Extract to read:
-- Opening Marker --
Job berates God, whom he sees as being negligent in not intervening to save him from his fate. “Why do you hide your face, and count me as your enemy?” (13:24), he asks. Then, some time later, he presses the point: “Why should I not be impatient? Look at me, and be appalled, and lay your hand upon your mouth. When I think of it I am dismayed, and shuddering seizes my flesh.” (21:4–6). He lays the blame at God’s feet: “Why are times not kept by the Almighty, and why do those who know him never see his days?” (24:1)

Why? Why?? Why??? is Job’s constant question.

Job reflects on the quest for Wisdom, which is what is advocated in Proverbs (Prov 1:2–7; 2:1–5; 3:13–18; 4:5–9; 9:10; 15:32–33; 16:16; 17:24; 19:20; etc) and sought by The Teacher (Eccles 1:13; 7:25). Yet the search for Wisdom, who is more precious than jewels (Prov 3:15; 8:10–11), is much more difficult than mining for those precious jewels (Job 28:1–11).

Where shall Wisdom be found? Job asks (28:12). “Where does Wisdom come form?” (28:20). The answer is, “it is hidden from the eyes of all and concealed from the birds of the air” (28:21). Job despairs of ever finding Wisdom. God knows the way to Wisdom (28:23–27), but direct access to Wisdom remains elusive. All that is offered is “the fear of the Lord” (28:28–a verse attributed to Job, but which many scholars consider to be an authorial gloss on the whole speech).

Elihu rebukes Job, turning his incessant questioning back on him: “God is greater than any mortal. Why do you contend against him, saying, ‘He will answer none of my words’? For God speaks in one way, and in two, though people do not perceive it.” (33:12–14). “Far be it from God that he should do wickedness, and from the Almighty that he should do wrong”, Elihu contends (34:10). “Surely God does not hear an empty cry, nor does the Almighty regard it”, he maintains (35:13).
-- Closing Marker --
Source data:
-- Opening Marker --
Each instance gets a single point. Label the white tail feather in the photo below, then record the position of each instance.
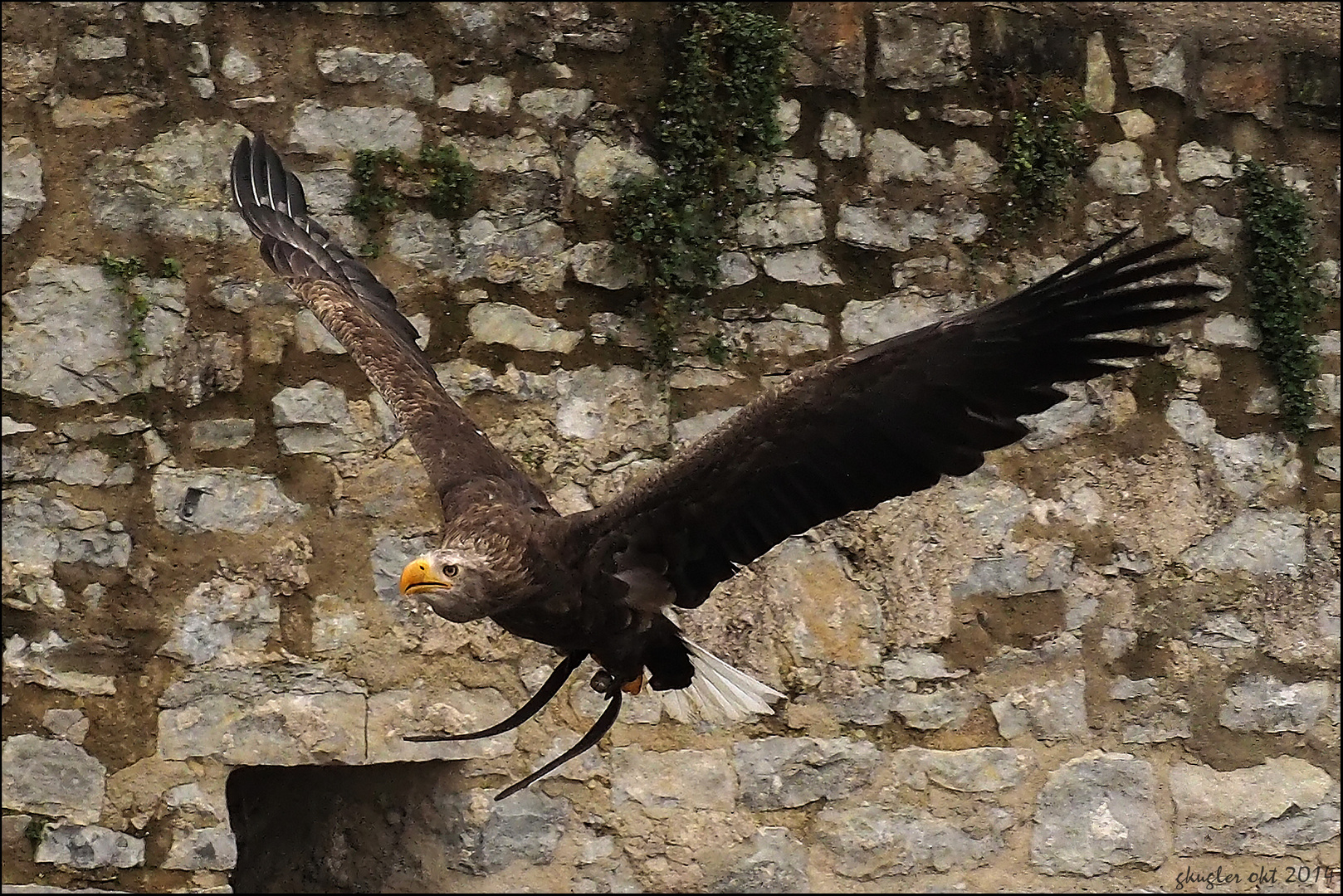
(717, 692)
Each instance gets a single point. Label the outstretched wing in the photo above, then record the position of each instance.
(884, 421)
(362, 314)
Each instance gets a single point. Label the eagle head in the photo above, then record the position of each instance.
(460, 583)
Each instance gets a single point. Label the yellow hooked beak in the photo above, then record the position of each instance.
(421, 575)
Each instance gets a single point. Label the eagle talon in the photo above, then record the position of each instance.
(603, 681)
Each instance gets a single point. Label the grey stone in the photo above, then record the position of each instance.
(223, 618)
(587, 32)
(90, 47)
(872, 841)
(787, 116)
(348, 129)
(239, 67)
(604, 264)
(102, 425)
(875, 227)
(1119, 168)
(13, 427)
(527, 826)
(921, 54)
(73, 112)
(664, 785)
(893, 155)
(1154, 60)
(867, 323)
(28, 71)
(1210, 167)
(90, 846)
(310, 336)
(965, 117)
(1223, 631)
(602, 168)
(1096, 813)
(436, 709)
(21, 184)
(971, 168)
(735, 269)
(1135, 124)
(1228, 329)
(1047, 567)
(1067, 419)
(786, 772)
(806, 266)
(491, 95)
(943, 707)
(1099, 90)
(69, 340)
(317, 419)
(1248, 465)
(35, 664)
(222, 434)
(1213, 230)
(51, 778)
(1049, 711)
(840, 136)
(778, 864)
(1268, 809)
(527, 250)
(793, 176)
(552, 105)
(784, 222)
(912, 664)
(1258, 542)
(400, 73)
(263, 716)
(1327, 462)
(978, 770)
(1262, 703)
(219, 499)
(42, 528)
(173, 186)
(510, 155)
(513, 325)
(69, 724)
(606, 327)
(696, 427)
(203, 850)
(175, 14)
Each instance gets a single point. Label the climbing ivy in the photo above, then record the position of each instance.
(1282, 301)
(1041, 153)
(123, 270)
(1043, 149)
(716, 117)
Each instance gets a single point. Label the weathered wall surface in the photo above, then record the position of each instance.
(1108, 659)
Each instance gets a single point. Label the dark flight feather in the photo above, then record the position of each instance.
(362, 314)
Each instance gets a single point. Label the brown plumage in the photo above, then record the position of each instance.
(841, 436)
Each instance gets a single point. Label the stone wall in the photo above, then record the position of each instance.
(1107, 660)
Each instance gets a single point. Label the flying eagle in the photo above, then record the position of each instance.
(840, 436)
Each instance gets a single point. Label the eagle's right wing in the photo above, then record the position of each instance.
(362, 314)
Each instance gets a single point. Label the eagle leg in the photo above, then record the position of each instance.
(593, 733)
(530, 709)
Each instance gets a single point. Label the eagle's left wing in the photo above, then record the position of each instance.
(362, 314)
(882, 421)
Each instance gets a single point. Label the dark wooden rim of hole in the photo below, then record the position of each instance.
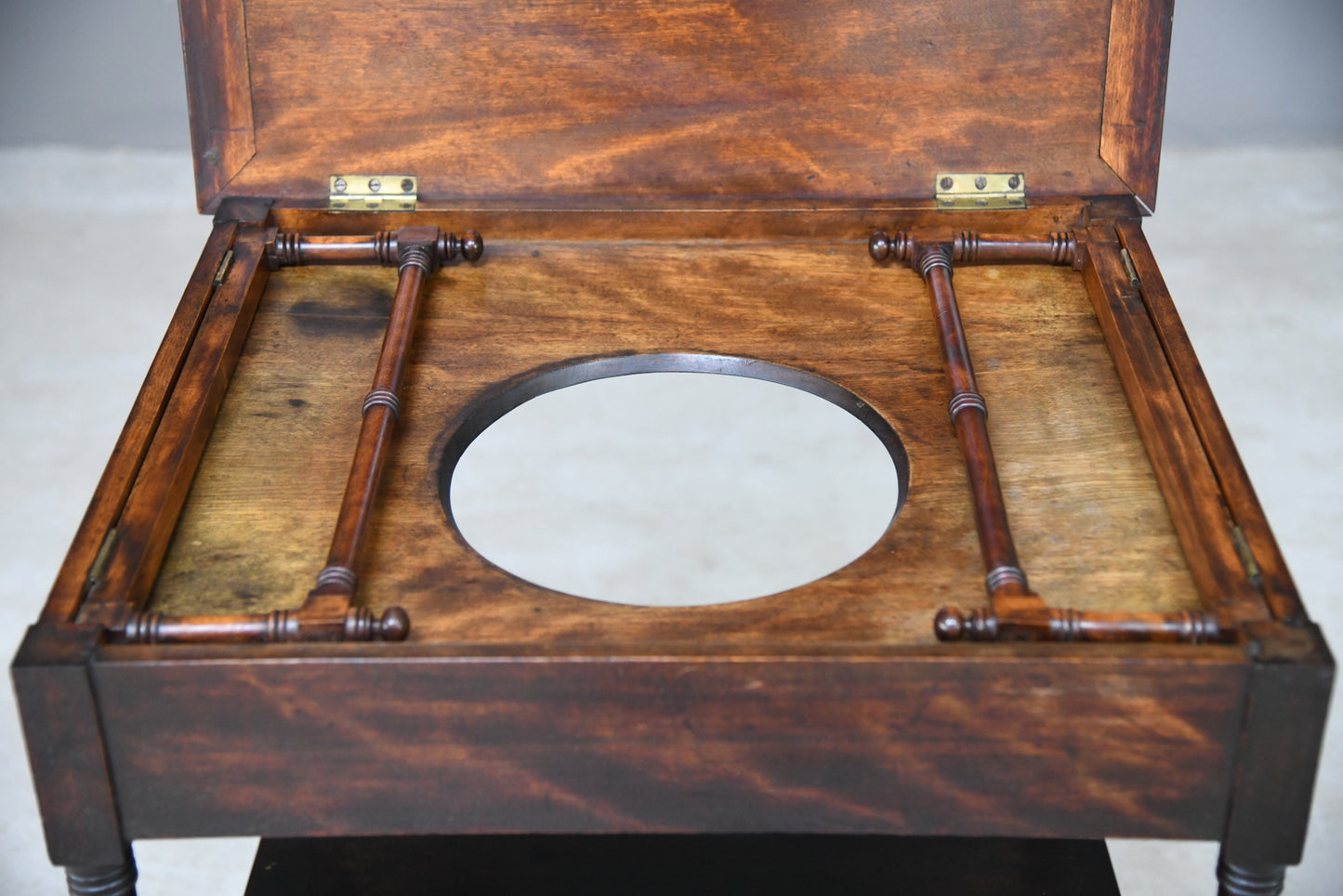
(506, 397)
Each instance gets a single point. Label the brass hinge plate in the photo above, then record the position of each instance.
(372, 192)
(981, 191)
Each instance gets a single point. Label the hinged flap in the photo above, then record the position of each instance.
(642, 102)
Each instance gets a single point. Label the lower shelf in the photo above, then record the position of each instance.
(678, 864)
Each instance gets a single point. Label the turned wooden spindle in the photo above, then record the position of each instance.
(968, 247)
(1014, 612)
(983, 624)
(970, 418)
(287, 250)
(359, 624)
(416, 259)
(328, 614)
-- Closing Marker --
What to do: Write the next part of the passage on Job's questioning of God, starting after its last sentence.

Answer for this exercise:
The claim that God is not just is an outrage to Elihu. He turns to the inscrutable nature of God: “Surely God is great, and we do not know him; the number of his years is unsearchable” (36:26). “The Almighty—we cannot find him”, Elihu maintains; “he is great in power and justice, and abundant righteousness he will not violate” (37:23).

Yet Job will not budge. Finally, after a blistering speech from the Lord himself, out of the whirlwind (38:1–41:34), in which the deity makes it clear that Job cannot pretend to have any comprehension of the ways that God operates, Job backs down. He responds, sarcastically: “I know that you can do all things, and that no purpose of yours can be thwarted” (42:2), and then delivers his coup-de-grace: “therefore I despise myself, and repent of dust and ashes” (42:6).

It should be noted that the common rendering of these final words of Job in so many translations have inevitably mistranslated a crucial word. The Hebrew here clearly states, “I repent OF dust and ashes”. The twist to repenting IN dust and ashes, found in most translations, portrays Job as meekly withdrawing his complaint and submitting to the inscrutable mysteries of God.

But he does not. In fact, his final word is another sarcastic barb, aimed directly at God: “I will give up on playing the meek-and-humble supplicant”. He has not had his questions of Why? Why?? Why???answered in any satisfactory way. So he remains defiant. He repents of repenting. He will not be sorry.

It should also be noted that the “happy ever after” ending we have in 42:7–17, in which Job is vindicated and his fortunes are restored twofold, is widely recognised as a later ending which was not part of the original saga. In the original story, Job’s probing questions remain relentlessly unresolved.

The book of Job is a challenging and disturbing book. It takes us to a central dilemma that we all face in our lives. It provides us with a stimulus to undertake an exploration that is eminently suited to the time that we have been experiencing over the past few months in lockdown—indeed, since early in 2020. The book poses the question: Why is this happening? That’s a question many are asking about the pandemic. Why has it come upon us?

Or, to be more theological about it: Why are innocent people suffering? why are we caught in this current spiral? Do those without a moral compass appear to prosper? Why do those who seek to do good find themselves beset by problem after problem?

I’ll explore these questions further in part II of this reflection in the next blogpost.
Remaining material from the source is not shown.